== TASK STATEMENT ==
Please copy exactly the lines from the top of the data through the line containing "box: [0, 183, 11, 193]", and nothing else.

Segmentation mask data
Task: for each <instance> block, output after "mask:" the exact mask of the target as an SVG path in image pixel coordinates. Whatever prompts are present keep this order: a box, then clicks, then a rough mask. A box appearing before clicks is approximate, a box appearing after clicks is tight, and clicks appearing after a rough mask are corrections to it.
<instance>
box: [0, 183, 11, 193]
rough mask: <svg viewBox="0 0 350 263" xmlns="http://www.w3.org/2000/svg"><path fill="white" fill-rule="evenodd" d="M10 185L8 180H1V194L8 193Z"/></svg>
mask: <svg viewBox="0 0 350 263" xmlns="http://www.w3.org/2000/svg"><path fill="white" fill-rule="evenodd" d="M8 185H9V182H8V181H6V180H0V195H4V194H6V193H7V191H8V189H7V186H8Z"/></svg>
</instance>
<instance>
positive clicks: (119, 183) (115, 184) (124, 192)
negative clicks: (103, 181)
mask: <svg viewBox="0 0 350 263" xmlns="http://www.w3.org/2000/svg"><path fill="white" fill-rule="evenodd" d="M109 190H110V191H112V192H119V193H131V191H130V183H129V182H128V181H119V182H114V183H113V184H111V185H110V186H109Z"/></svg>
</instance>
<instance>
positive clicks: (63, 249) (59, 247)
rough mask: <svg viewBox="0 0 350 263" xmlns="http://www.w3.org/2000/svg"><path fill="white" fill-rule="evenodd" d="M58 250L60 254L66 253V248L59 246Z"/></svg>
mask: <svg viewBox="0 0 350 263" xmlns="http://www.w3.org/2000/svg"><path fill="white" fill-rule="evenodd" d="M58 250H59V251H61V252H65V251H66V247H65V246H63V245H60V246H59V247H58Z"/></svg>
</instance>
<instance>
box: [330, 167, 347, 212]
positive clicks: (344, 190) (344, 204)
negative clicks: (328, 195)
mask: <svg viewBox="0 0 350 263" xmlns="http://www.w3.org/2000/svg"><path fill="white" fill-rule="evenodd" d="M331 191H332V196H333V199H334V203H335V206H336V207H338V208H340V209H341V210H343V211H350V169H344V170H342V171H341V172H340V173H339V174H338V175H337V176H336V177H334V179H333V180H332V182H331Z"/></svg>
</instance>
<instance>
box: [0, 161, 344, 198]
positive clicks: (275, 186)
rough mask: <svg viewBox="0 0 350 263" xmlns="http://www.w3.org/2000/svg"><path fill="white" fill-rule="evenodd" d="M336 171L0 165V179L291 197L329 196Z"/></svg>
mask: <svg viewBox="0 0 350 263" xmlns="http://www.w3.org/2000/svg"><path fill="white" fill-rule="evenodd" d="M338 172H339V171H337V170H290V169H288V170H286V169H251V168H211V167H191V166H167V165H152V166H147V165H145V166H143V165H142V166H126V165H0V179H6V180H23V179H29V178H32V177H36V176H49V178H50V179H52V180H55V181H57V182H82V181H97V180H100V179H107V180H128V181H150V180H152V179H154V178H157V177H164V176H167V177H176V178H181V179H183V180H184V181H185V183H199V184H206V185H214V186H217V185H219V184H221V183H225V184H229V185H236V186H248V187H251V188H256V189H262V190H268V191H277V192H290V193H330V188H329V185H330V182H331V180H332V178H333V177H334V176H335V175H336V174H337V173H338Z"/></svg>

== EXERCISE RESPONSE ==
Task: for each <instance> block, output after "mask:" the exact mask of the target as an SVG path in image pixel coordinates. Whatever prompts are present keep this order: a box, then clicks, then a rough mask. A box appearing before clicks is approximate, a box appearing after clicks is tight, and clicks appearing after a rough mask are corrections to it.
<instance>
box: [0, 183, 11, 193]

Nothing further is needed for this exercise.